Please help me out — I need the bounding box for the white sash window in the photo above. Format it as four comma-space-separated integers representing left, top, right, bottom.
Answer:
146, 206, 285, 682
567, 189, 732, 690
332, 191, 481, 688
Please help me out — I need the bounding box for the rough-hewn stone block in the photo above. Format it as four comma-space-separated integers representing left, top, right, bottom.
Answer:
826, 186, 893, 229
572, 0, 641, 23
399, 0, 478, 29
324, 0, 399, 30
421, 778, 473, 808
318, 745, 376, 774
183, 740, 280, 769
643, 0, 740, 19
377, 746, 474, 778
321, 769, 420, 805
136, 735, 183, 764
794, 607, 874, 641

> _Directions_
Rewrite every line of the entries above as a numbered list, omitting any blank lines.

> _Full answer_
1. Please help me out — I need the bounding box for the white sash window in the photo above. Format it as four comma-space-separated integers representing left, top, right, bottom.
2. Answer:
3. 146, 206, 285, 682
4. 567, 189, 732, 690
5. 332, 191, 481, 688
6. Please help me out — I need the bounding box for the rough-hewn stone block in the photo above. Format it as four comma-space-separated integers representing left, top, right, bottom.
7. Answer:
8. 826, 186, 893, 229
9. 572, 0, 641, 23
10. 399, 0, 478, 29
11. 324, 0, 399, 30
12. 421, 778, 473, 808
13. 318, 745, 376, 774
14. 183, 740, 280, 769
15. 643, 0, 740, 19
16. 377, 746, 474, 778
17. 321, 769, 420, 805
18. 136, 735, 183, 764
19. 794, 607, 874, 641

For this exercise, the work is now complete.